>> START Dataset extract
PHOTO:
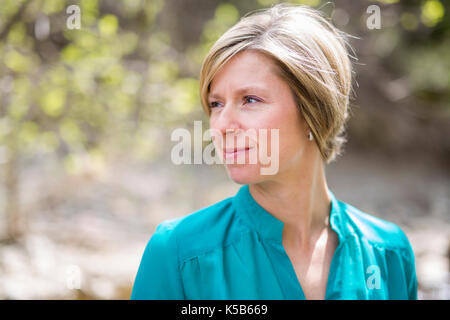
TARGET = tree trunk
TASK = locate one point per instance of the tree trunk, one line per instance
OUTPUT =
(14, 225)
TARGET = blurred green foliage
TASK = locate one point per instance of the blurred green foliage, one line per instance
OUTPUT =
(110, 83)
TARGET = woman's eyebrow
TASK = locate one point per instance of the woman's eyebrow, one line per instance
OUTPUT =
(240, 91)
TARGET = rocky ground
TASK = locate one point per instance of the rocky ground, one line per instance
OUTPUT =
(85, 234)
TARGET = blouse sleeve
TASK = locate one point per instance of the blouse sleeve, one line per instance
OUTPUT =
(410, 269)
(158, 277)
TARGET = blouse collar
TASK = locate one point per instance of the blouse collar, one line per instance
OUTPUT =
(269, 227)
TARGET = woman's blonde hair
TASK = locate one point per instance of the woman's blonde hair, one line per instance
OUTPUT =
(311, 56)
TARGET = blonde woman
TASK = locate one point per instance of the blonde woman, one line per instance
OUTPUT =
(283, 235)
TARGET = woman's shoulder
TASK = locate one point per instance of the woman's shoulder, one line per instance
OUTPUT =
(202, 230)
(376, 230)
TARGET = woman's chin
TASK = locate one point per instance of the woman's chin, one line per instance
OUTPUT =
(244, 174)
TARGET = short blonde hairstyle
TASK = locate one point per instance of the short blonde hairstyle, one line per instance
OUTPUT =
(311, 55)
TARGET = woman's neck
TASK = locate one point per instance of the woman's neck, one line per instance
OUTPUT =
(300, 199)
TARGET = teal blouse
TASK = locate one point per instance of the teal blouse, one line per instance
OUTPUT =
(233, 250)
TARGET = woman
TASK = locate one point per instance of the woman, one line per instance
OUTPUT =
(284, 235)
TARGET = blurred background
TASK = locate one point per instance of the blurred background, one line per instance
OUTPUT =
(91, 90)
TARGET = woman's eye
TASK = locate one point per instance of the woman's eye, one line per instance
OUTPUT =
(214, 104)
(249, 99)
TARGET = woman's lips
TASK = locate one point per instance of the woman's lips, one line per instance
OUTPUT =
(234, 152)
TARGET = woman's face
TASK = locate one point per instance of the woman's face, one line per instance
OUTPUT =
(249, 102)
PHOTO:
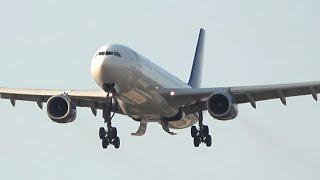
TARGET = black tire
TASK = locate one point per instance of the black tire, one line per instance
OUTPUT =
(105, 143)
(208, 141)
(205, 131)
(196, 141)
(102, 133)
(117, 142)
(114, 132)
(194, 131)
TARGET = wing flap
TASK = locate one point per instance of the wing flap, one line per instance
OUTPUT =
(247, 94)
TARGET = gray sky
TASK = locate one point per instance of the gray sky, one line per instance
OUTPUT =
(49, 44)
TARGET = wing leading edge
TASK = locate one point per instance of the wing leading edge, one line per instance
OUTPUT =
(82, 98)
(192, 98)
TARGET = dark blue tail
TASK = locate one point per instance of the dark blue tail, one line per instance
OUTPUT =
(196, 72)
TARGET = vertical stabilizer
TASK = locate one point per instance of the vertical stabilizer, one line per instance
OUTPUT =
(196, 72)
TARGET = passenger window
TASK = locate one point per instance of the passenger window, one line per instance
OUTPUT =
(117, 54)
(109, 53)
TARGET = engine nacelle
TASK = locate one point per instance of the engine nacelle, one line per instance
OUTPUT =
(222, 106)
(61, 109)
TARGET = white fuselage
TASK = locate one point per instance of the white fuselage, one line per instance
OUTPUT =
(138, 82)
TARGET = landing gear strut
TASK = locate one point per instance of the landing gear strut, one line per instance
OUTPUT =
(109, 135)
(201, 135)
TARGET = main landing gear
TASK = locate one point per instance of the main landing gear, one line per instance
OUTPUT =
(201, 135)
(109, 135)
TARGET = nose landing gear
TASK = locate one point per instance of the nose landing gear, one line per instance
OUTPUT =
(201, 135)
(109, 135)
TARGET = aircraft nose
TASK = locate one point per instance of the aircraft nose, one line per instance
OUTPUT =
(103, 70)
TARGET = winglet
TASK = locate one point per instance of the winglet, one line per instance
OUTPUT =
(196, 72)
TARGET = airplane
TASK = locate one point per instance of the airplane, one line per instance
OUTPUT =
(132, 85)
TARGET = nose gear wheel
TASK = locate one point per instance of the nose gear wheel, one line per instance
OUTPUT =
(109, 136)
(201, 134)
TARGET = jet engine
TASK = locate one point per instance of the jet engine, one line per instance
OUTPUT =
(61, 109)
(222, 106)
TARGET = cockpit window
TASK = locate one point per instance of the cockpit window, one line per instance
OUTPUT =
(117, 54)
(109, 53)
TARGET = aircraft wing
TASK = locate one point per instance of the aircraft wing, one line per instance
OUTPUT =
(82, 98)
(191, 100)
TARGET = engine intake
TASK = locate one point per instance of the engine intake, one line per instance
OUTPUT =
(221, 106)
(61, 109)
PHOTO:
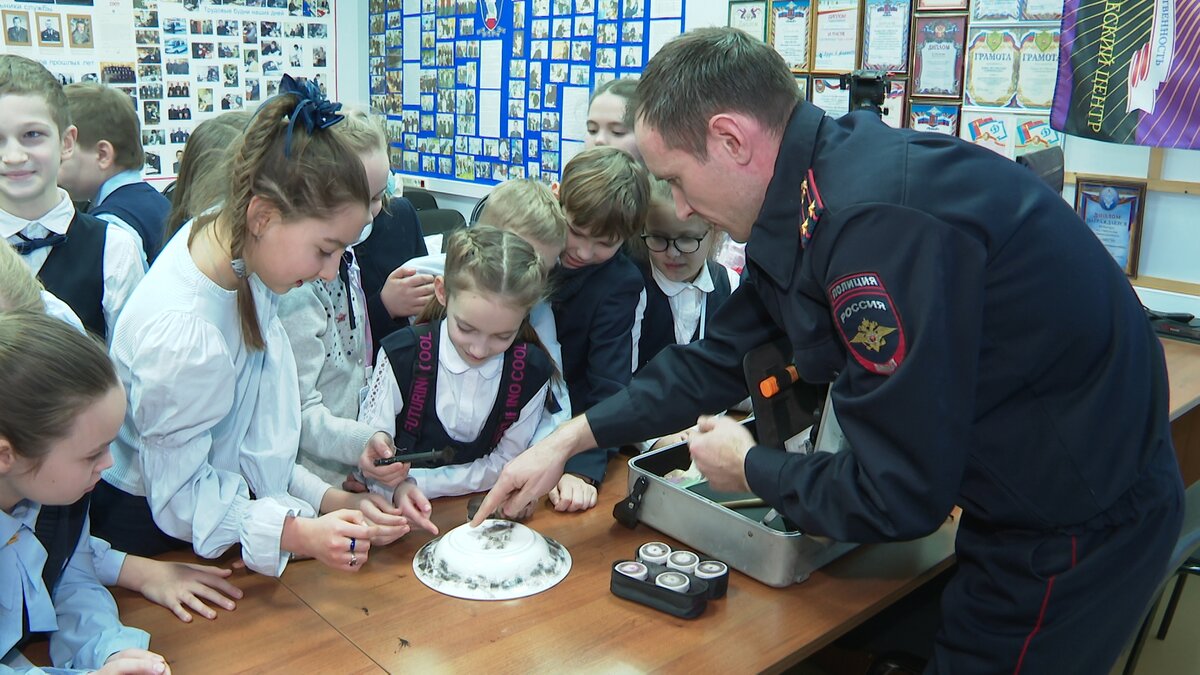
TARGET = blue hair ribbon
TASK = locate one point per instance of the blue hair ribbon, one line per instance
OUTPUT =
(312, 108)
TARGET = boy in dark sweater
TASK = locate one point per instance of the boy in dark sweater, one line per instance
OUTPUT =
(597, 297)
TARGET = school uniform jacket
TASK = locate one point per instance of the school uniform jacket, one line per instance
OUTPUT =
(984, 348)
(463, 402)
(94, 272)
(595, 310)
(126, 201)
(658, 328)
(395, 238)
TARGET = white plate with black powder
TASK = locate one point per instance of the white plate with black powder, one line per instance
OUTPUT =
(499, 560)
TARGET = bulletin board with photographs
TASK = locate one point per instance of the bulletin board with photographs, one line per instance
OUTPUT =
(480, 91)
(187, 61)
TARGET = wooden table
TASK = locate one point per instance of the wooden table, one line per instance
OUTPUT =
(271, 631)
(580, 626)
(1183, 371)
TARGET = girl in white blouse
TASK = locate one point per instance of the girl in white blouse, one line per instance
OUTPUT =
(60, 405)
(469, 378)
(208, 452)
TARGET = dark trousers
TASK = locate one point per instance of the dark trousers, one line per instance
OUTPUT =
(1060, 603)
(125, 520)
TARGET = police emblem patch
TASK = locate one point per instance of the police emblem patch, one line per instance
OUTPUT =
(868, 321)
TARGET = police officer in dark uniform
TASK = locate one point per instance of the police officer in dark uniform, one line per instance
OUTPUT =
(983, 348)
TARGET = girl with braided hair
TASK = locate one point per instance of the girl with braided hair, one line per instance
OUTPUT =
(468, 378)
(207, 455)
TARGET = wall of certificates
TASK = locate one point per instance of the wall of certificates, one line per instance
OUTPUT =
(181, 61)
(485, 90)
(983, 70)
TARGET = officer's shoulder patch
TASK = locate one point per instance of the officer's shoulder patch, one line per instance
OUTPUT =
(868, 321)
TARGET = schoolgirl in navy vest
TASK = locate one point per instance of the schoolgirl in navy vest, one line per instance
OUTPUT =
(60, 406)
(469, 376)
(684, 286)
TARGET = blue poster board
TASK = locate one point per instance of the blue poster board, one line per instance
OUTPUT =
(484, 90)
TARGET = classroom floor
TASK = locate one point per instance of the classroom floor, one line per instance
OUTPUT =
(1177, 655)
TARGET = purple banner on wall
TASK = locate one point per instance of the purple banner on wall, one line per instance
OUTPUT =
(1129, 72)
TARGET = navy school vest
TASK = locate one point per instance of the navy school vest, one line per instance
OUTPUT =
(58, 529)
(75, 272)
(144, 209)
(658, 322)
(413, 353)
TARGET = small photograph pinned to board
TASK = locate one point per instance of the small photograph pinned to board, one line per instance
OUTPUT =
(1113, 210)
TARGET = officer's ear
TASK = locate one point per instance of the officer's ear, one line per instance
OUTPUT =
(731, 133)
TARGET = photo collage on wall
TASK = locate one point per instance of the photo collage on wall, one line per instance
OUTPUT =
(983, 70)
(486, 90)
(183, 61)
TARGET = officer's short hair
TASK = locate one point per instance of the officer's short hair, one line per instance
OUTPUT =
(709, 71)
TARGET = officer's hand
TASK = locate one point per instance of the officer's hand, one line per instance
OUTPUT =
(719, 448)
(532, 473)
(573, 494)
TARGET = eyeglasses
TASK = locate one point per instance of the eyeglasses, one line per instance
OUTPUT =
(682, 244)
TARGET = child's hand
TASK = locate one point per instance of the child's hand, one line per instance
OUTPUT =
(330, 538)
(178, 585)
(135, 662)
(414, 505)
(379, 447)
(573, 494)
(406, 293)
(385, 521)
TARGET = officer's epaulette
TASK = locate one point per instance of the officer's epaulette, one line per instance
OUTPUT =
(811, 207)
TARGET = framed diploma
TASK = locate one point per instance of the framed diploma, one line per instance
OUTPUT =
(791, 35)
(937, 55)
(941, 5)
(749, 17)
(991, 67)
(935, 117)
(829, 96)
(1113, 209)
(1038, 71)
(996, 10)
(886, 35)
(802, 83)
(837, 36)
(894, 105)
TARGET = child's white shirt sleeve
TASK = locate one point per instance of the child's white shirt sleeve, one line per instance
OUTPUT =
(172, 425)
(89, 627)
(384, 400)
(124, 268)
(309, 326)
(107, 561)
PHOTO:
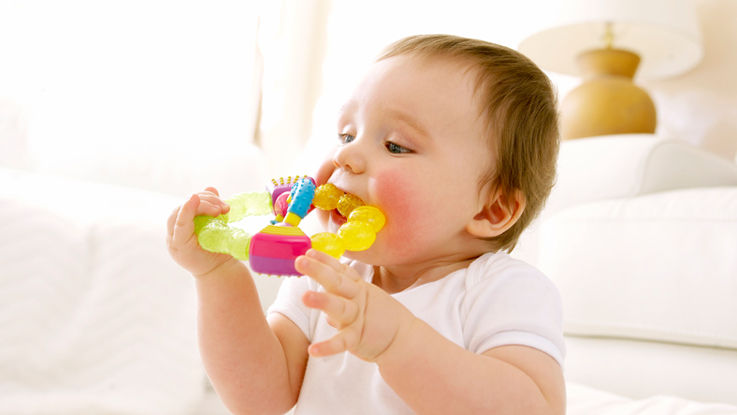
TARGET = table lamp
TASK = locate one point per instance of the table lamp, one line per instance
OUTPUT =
>> END Dataset extract
- What is needed: Emit the lines from the line containing "TARGET = officer's epaulette" to the final line of the material, inclusive, exactly as written; pictures are excluded.

- Task answer:
TARGET = officer's epaulette
TASK = locate one point per instance of the officer's epaulette, one line per instance
OUTPUT =
(811, 207)
TARGET = framed diploma
TASK = locate one point per instance of the framed diploma, one line per instance
OUTPUT =
(791, 35)
(937, 55)
(941, 5)
(749, 17)
(991, 67)
(935, 117)
(829, 96)
(1113, 209)
(1038, 71)
(996, 10)
(886, 35)
(802, 83)
(837, 36)
(894, 105)
TARGET = child's white shirt sleeve
TASK = locate one point per instance of the child's white shirt sleeve, one line per instance
OUTPUT =
(172, 425)
(89, 627)
(384, 400)
(124, 268)
(309, 326)
(107, 561)
PHOTO:
TARGET = table lamp
TASK = locate one point per instance of the table lamp, one line per instance
OUTPUT =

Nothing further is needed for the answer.